_MATERIAL SHOWN_:

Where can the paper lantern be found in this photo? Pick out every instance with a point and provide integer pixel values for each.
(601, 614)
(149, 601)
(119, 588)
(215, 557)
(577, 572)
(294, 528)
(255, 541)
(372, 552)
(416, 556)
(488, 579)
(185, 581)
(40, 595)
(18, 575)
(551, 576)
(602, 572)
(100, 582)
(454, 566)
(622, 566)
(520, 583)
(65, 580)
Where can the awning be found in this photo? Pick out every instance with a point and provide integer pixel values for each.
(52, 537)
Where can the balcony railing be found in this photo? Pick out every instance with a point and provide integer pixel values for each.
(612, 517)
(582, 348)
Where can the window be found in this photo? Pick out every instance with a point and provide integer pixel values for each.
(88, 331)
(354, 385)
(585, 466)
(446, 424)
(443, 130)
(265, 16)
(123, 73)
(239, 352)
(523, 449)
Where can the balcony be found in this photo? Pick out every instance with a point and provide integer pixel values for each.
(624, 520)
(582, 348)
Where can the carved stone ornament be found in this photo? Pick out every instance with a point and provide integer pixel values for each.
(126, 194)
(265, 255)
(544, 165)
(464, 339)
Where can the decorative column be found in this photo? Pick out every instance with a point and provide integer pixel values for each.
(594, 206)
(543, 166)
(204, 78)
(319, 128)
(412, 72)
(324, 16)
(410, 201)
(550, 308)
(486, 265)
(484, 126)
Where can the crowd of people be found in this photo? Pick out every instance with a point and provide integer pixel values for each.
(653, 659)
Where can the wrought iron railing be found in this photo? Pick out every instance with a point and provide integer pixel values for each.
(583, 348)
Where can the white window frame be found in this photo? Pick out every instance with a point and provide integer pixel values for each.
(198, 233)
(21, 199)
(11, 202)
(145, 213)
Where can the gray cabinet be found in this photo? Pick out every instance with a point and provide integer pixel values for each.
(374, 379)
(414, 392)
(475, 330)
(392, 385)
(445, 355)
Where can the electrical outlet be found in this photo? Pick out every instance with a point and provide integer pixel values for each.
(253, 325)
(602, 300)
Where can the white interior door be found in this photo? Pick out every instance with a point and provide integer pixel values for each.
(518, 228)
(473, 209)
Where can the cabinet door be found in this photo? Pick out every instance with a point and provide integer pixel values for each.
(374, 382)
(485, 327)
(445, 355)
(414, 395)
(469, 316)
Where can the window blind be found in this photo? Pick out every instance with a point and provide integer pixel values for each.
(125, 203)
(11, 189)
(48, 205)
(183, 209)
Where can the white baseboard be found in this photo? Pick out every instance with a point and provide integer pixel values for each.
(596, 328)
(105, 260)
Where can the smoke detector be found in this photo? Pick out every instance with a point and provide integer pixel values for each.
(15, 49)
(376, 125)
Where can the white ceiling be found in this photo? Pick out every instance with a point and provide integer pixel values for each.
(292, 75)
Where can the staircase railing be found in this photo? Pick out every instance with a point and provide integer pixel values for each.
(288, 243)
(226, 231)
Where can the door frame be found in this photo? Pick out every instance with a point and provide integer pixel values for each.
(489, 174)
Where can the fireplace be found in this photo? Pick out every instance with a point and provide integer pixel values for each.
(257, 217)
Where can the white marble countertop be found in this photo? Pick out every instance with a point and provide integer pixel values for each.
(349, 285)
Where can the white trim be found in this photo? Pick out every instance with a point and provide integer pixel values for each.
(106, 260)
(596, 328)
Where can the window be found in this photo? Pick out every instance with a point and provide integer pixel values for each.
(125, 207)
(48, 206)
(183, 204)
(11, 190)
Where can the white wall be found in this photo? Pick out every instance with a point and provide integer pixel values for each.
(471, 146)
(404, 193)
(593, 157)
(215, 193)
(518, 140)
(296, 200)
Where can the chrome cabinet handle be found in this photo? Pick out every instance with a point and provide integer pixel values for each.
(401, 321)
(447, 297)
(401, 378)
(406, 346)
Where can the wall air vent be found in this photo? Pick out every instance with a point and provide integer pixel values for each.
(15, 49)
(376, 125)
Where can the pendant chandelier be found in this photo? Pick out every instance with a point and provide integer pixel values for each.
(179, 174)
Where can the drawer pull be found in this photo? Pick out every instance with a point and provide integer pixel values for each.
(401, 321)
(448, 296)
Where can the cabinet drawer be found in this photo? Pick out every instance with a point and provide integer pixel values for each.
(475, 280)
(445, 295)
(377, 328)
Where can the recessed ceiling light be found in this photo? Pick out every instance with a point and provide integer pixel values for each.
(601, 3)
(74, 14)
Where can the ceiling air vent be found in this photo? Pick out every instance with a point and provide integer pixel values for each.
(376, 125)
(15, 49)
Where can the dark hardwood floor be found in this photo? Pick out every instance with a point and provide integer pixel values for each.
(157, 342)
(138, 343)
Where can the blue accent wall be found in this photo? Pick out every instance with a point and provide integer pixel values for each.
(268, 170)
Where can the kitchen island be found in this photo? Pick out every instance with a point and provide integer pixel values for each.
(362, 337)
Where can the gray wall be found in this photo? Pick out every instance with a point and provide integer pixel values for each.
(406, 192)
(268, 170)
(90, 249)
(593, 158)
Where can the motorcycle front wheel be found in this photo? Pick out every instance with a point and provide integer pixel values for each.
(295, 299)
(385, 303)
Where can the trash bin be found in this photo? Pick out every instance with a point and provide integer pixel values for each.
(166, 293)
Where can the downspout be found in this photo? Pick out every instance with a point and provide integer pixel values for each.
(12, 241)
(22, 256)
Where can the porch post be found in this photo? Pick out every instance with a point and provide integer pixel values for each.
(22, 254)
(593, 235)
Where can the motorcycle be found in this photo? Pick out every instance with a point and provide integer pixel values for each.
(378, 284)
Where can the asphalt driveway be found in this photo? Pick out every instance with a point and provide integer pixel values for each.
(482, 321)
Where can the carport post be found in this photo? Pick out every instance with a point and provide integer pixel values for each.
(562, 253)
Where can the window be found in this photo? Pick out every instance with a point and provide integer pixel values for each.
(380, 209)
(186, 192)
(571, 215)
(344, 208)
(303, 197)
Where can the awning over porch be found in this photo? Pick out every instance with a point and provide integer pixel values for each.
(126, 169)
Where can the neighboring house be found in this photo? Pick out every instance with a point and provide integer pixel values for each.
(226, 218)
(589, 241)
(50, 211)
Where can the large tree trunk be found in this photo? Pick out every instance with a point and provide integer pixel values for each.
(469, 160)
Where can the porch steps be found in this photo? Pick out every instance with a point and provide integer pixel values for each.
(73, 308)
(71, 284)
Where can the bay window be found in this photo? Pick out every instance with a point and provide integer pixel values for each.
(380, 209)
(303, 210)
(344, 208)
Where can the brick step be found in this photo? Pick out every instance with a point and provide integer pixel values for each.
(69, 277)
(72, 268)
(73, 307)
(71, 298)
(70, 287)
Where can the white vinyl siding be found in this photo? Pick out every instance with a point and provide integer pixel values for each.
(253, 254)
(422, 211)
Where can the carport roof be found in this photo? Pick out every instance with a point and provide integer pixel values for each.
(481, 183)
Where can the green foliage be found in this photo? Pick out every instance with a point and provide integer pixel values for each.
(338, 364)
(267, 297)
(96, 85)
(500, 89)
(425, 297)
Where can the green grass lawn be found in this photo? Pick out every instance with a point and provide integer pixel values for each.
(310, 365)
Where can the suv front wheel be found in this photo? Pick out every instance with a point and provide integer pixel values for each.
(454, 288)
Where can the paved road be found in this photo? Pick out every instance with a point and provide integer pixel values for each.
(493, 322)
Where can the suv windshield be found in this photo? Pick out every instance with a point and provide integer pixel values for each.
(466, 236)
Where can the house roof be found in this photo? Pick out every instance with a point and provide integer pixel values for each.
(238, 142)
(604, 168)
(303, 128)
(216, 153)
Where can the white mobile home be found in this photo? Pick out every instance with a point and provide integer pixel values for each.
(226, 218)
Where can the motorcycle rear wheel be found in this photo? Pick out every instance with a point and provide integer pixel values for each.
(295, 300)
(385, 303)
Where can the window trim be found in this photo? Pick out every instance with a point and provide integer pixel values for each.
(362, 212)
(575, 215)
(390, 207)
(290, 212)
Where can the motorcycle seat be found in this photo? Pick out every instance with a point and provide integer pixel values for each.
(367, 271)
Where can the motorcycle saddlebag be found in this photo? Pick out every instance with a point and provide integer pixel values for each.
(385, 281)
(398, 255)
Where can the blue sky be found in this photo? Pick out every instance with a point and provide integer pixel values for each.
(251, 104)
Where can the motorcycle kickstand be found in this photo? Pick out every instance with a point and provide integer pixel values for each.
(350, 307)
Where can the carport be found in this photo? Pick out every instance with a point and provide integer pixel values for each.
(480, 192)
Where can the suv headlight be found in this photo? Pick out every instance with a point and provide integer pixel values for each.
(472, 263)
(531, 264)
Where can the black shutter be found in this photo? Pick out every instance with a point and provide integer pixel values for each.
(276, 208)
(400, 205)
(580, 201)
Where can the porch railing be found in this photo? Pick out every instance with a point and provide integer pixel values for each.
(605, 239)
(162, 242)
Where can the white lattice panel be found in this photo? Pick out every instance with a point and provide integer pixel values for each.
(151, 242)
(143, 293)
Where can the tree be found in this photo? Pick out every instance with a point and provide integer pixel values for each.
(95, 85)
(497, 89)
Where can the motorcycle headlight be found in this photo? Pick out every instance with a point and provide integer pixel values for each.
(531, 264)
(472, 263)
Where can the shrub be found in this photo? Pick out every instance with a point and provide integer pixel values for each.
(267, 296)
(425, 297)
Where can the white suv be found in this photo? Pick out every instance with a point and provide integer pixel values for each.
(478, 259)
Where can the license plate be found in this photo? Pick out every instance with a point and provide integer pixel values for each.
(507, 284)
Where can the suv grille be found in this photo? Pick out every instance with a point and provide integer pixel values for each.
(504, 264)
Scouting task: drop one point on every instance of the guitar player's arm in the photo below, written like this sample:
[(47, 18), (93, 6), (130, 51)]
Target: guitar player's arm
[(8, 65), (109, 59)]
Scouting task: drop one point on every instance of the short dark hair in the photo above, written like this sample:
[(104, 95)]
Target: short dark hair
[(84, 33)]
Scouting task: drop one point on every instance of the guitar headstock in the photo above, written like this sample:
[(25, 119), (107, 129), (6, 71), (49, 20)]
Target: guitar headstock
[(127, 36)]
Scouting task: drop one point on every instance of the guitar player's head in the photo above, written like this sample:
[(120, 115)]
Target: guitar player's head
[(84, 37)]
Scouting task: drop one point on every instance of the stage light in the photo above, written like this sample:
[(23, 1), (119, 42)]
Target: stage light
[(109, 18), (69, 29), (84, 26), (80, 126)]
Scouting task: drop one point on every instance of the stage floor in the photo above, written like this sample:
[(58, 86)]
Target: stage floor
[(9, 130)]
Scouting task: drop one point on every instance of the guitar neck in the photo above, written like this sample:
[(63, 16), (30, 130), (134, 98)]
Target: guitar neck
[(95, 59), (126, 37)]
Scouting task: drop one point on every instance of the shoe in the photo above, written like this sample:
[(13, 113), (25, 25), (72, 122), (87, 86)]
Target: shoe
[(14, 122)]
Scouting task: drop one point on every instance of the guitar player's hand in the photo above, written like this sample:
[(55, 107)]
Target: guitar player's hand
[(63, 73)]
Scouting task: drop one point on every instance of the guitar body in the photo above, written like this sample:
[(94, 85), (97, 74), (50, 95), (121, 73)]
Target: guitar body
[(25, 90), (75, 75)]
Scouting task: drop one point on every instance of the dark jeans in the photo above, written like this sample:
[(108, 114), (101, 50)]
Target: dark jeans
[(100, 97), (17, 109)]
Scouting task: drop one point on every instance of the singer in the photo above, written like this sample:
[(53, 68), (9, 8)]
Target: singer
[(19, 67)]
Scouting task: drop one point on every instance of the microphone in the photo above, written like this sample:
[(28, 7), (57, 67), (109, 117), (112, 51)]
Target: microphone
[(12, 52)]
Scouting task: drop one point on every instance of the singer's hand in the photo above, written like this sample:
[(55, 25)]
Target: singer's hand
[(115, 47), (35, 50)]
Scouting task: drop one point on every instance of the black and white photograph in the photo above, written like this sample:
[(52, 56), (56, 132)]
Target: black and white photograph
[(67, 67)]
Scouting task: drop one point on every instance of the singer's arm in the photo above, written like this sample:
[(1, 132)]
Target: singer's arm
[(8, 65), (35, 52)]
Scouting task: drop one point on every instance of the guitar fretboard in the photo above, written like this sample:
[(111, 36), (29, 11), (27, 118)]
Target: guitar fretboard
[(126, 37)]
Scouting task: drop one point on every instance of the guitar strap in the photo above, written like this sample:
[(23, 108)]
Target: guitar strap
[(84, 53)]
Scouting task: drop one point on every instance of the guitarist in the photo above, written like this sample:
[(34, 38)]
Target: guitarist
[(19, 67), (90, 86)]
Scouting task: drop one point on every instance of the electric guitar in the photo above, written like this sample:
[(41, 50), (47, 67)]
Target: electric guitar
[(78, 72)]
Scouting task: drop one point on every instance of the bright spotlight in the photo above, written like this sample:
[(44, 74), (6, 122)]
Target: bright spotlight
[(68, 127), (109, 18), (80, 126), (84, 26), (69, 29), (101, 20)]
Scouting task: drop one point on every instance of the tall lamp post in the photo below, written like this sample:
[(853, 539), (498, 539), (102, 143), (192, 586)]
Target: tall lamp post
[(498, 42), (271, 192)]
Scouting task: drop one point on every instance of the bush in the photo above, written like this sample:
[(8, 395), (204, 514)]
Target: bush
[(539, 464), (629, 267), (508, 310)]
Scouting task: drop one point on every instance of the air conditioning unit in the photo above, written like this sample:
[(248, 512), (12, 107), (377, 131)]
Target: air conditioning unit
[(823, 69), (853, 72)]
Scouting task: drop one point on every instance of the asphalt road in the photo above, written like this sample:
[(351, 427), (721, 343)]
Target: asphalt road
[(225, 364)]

_EXERCISE_:
Pick out each line in the material containing "below".

_EXERCISE ANSWER_:
Scouting task: drop one point on every instance of the guitar player's arm in the photo below, written like this sample:
Scouting task: drop one point on every instance of the tall lamp post in the photo below, written like this sample:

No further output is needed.